GIVEN TASK:
Print every line of the material below without changing a single character.

[Excerpts from point annotation data]
◇ ◇ ◇ ◇ ◇

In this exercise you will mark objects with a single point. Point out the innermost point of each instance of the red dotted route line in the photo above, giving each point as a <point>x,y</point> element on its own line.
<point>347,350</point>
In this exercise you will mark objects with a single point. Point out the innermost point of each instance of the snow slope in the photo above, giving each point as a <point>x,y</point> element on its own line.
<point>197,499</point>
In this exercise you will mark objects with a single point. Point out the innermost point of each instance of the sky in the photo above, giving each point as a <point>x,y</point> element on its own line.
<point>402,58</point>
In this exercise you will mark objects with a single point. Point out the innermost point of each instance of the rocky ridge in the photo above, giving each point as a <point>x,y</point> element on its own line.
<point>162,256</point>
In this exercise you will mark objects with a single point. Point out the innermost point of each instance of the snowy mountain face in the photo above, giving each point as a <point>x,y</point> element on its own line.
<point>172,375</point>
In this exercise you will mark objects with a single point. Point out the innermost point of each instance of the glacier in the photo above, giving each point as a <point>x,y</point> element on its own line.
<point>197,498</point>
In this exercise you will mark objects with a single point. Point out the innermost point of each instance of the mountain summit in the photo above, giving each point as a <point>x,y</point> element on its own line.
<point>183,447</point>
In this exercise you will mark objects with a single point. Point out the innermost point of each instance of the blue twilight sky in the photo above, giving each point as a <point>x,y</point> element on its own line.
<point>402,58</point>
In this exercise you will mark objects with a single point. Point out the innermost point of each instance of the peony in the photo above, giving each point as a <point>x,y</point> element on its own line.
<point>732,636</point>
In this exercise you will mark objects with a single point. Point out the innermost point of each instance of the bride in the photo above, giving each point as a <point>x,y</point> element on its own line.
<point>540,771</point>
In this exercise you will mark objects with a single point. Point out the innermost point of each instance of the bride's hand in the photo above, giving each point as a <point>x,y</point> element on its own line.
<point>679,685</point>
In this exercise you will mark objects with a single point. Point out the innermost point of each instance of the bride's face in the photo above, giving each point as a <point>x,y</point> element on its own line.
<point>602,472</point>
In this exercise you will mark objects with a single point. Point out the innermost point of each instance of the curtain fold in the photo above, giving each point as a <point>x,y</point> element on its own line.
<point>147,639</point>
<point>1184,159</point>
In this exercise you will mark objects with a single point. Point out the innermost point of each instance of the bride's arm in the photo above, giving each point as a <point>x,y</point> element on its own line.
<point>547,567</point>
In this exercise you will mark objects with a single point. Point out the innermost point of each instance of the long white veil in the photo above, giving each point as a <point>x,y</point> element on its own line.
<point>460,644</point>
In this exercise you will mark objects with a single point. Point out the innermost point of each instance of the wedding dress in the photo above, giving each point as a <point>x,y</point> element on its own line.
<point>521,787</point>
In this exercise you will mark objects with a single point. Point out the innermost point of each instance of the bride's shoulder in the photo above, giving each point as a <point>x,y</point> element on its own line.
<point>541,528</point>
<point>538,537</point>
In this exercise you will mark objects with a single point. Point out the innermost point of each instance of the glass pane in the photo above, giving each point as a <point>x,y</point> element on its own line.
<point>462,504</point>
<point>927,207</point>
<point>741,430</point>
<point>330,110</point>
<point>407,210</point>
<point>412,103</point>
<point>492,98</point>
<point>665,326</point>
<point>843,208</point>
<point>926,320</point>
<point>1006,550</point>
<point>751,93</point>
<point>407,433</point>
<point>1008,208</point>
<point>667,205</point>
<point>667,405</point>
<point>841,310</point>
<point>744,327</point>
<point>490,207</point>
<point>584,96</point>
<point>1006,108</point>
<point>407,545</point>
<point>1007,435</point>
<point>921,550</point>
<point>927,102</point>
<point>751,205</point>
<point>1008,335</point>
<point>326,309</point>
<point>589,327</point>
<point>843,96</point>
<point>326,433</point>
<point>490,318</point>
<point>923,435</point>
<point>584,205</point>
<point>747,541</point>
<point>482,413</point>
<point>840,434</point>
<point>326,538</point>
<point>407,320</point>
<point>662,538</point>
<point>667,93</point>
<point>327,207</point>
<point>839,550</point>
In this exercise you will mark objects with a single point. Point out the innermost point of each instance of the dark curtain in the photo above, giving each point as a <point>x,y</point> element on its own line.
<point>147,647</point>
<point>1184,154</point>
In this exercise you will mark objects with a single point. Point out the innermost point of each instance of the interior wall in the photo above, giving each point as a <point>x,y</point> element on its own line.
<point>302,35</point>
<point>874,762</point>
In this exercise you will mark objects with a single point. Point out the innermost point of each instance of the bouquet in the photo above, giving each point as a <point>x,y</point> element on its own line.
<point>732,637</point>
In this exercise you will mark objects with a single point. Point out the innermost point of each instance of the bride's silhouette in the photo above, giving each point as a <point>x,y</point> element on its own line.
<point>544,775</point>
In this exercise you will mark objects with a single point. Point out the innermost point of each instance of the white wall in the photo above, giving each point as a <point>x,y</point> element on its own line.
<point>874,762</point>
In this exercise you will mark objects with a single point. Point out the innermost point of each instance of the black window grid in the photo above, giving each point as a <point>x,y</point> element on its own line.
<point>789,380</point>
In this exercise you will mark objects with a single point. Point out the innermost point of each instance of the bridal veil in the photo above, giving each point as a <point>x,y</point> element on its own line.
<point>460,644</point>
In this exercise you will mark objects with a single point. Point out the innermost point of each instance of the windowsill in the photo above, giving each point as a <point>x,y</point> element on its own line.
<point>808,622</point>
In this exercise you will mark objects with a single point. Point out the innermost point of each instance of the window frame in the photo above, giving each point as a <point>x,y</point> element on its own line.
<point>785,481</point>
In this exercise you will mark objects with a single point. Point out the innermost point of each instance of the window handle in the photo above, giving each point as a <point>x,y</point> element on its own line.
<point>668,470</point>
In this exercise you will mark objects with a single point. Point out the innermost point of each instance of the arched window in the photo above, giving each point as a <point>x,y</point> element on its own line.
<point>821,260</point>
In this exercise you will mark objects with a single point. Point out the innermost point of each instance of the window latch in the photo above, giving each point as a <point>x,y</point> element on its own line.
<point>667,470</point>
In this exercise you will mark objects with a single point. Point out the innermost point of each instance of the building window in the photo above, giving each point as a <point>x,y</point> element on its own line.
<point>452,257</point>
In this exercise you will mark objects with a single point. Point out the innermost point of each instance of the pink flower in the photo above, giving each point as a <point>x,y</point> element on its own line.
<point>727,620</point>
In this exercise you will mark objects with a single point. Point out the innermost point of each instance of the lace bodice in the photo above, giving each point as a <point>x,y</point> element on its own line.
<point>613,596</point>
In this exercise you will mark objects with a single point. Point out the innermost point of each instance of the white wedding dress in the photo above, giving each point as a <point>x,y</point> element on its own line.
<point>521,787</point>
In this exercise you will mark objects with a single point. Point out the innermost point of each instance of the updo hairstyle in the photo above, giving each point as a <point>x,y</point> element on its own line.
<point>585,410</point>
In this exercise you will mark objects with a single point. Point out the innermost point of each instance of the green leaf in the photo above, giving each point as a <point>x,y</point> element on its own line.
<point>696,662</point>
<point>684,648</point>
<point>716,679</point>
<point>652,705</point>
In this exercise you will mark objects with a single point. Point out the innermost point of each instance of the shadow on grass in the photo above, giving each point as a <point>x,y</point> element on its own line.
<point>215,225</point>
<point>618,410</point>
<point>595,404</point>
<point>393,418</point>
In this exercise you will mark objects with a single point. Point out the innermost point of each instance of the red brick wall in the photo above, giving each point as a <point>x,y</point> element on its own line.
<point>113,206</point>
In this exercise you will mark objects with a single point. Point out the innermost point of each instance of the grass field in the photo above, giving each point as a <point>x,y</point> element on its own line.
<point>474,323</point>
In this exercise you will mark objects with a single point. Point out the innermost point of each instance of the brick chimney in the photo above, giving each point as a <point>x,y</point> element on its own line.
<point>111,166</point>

◇ ◇ ◇ ◇ ◇

REPLY TO THE EXERCISE:
In this exercise you will mark objects with a single point. Point out the innermost point of each instance of the red dotted route line in the photo above, giving each point as a <point>x,y</point> element on its own line.
<point>347,350</point>
In this exercise you will mark objects with a single point. Point out the innermost point of each instance of the snow slope in the photo above, giving each point as a <point>x,y</point> element on its own line.
<point>197,499</point>
In this exercise you will mark objects with a single point. Point out the innermost point of each instance of the sky in the photo above, giving each point as a <point>x,y</point> element on its own line.
<point>402,58</point>
In this exercise you will mark objects with a single point. Point out the innermost point of each instance of the rocky ridge in the photo above, giving each point as a <point>x,y</point> element on its own line.
<point>162,256</point>
In this exercise you will mark objects with a single point. Point out the innermost point of each instance of the snowy mountain face in the photo above, giving each point as a <point>x,y</point> element on its own line.
<point>172,375</point>
In this exercise you will mark objects with a single point. Point out the innermost point of each instance of the glacier in the photo above, giving each point as a <point>x,y</point> element on its own line.
<point>197,498</point>
In this exercise you will mark objects with a single point. Point out the innermost point of each instance of the mountain summit in the photo above, giving each point as a <point>x,y</point> element on its own line.
<point>183,447</point>
In this exercise you will mark objects with a single point. Point out the innermost point of each instance of the blue twilight sky in the photo above, giving each point as a <point>x,y</point> element on its own line.
<point>402,58</point>
In this exercise you will mark objects with a single point. Point out the innermost point of each instance of the peony in the photo above, giving each point as a <point>x,y</point> element on its own line.
<point>732,636</point>
In this exercise you will mark objects with a single point. Point out the innermost point of each instance of the bride in the photo above, giving each point as a <point>x,y</point> element on its own line.
<point>540,771</point>
In this exercise you will mark objects with a single point. Point out the innermost point of each instance of the bride's hand in the photo above, giving each point as a <point>x,y</point> element on its own line.
<point>679,685</point>
In this exercise you will mark objects with a single point. Point out the innermost point of each instance of the bride's face in the photo above, giving each point as a <point>x,y</point> element on its own line.
<point>602,472</point>
In this exercise you will mark objects with a single point. Point out the innermost point of each instance of the curtain fold in the photo above, giving each point as a <point>x,y</point> element on its own line.
<point>147,639</point>
<point>1184,159</point>
In this exercise you will mark objects with a single point. Point out the innermost point of each instance of the bride's arm in the photo above, giving each point as a <point>x,y</point> element on its own line.
<point>547,567</point>
In this exercise you will mark objects with a single point. Point out the innermost point of each instance of the long white veil in the photo above, giving each point as a <point>x,y</point> element on its own line.
<point>460,644</point>
In this exercise you will mark objects with a single point. Point out the innermost point of each instance of the wedding dress in the photo above, giving each point as a <point>x,y</point> element on its own line.
<point>521,787</point>
In this exercise you will mark objects with a single point. Point out the innermost point of each instance of the bride's shoulder in the photo above, giving each point as a <point>x,y</point> element on its own line.
<point>541,528</point>
<point>538,537</point>
In this exercise you will mark objects with a single point. Point out the innermost point of each instance of the glass pane in the photo above, giving each point as a <point>x,y</point> element on its own line.
<point>462,504</point>
<point>927,207</point>
<point>741,430</point>
<point>330,110</point>
<point>407,210</point>
<point>412,103</point>
<point>492,98</point>
<point>665,326</point>
<point>843,208</point>
<point>926,320</point>
<point>1006,550</point>
<point>751,93</point>
<point>407,433</point>
<point>1008,208</point>
<point>667,205</point>
<point>667,405</point>
<point>841,310</point>
<point>744,327</point>
<point>490,207</point>
<point>584,96</point>
<point>1006,108</point>
<point>407,545</point>
<point>1007,435</point>
<point>921,550</point>
<point>927,102</point>
<point>751,205</point>
<point>1008,335</point>
<point>326,309</point>
<point>589,327</point>
<point>843,96</point>
<point>326,433</point>
<point>490,318</point>
<point>923,435</point>
<point>584,205</point>
<point>747,541</point>
<point>482,413</point>
<point>840,434</point>
<point>326,538</point>
<point>407,320</point>
<point>662,538</point>
<point>667,93</point>
<point>327,207</point>
<point>839,550</point>
In this exercise you will mark objects with a single point. Point out the innermost point of each instance of the dark curtain in the photo above, giving each point as a <point>x,y</point> element on its own line.
<point>147,647</point>
<point>1184,154</point>
In this exercise you will mark objects with a single point. Point out the innermost point of each instance of the interior wall in the photo above, giving each point as a <point>x,y</point> element on its own line.
<point>302,35</point>
<point>874,762</point>
In this exercise you will mark objects with a single point. Point out the innermost point of each instance of the bouquet in the photo above, giving each point as a <point>x,y</point> element on its own line.
<point>732,637</point>
In this exercise you will mark objects with a single point. Point out the innermost point of each instance of the bride's silhouette in the photo above, giving each point as a <point>x,y</point> element on its own line.
<point>544,775</point>
In this exercise you will mark objects with a single point. Point out the innermost point of each instance of the white wall in the photo above, giving each point as a <point>x,y</point> element on its own line.
<point>874,762</point>
In this exercise you will mark objects with a single point. Point out the innermost point of each instance of the black window grid in the photo above, giving each point as a <point>x,y</point> element on its own line.
<point>789,380</point>
In this exercise you will mark objects with a single point. Point out the innermost point of each instance of the bridal veil in the photo above, giving each point as a <point>x,y</point> element on its own line.
<point>460,644</point>
In this exercise you will mark objects with a single point. Point out the innermost point of each instance of the windowsill in the photo above, giving each point as a <point>x,y</point> element on its own line.
<point>808,622</point>
In this exercise you will mark objects with a single point. Point out the innermost point of each instance of the window frame in the photo above, giving each point as a <point>x,y</point> element on its own line.
<point>785,481</point>
In this exercise you will mark objects with a single point. Point out the innermost point of each instance of the window handle in the photo above, giving each point as a <point>x,y</point> element on its own line.
<point>668,470</point>
In this exercise you will mark objects with a single point. Point out the innermost point of each instance of the arched window in the photo above, giving each point as a <point>x,y</point> element on its own line.
<point>821,260</point>
In this exercise you will mark objects with a single point. Point out the innermost point of each instance of the window latch in the photo above, giving each point as a <point>x,y</point> element on its own line.
<point>667,470</point>
In this exercise you will mark objects with a single point. Point out the innermost point of each instance of the building window in the photo above, giving each point as a <point>x,y</point> element on its own line.
<point>452,257</point>
In this exercise you will mark objects with a single point. Point out the innermost point of each instance of the pink flower in the photo above, giving each point as a <point>x,y</point> element on its own line.
<point>727,620</point>
In this exercise you will mark objects with a single point. Point out the innermost point of each instance of the lace bodice in the photo above, giving each point as a <point>x,y</point> element on its own line.
<point>613,596</point>
In this exercise you will mark objects with a single point. Point out the innermost point of each instance of the white wedding dress in the photo above, giving each point as a <point>x,y</point> element on its own line.
<point>521,787</point>
In this exercise you will mark objects with a single point. Point out the innermost point of each instance of the updo hairstyle in the photo above, giving each point as a <point>x,y</point> element on its own line.
<point>585,410</point>
In this exercise you will mark objects with a single point. Point out the innermost point of each instance of the green leaf in the photo above, giving each point as a <point>x,y</point> element on its own line.
<point>696,662</point>
<point>684,648</point>
<point>716,679</point>
<point>652,705</point>
In this exercise you will mark objects with a single point. Point out the innermost point of each instance of the shadow on grass in the photo above, giving each point as a <point>x,y</point> element on its own line.
<point>215,225</point>
<point>618,410</point>
<point>595,404</point>
<point>393,418</point>
In this exercise you will mark objects with a single point. Point out the innermost point of each instance of the red brick wall in the photo above, giving each point as a <point>x,y</point> element on its own line.
<point>113,206</point>
In this exercise you will mark objects with a single point. Point out the innermost point of each instance of the grass field in the photo above, giving each point as a <point>x,y</point> element on its own line.
<point>474,323</point>
In this exercise you will mark objects with a single point. Point out the innermost point of each instance of the brick chimney in the photo above, giving each point as a <point>x,y</point> element on its own line.
<point>111,166</point>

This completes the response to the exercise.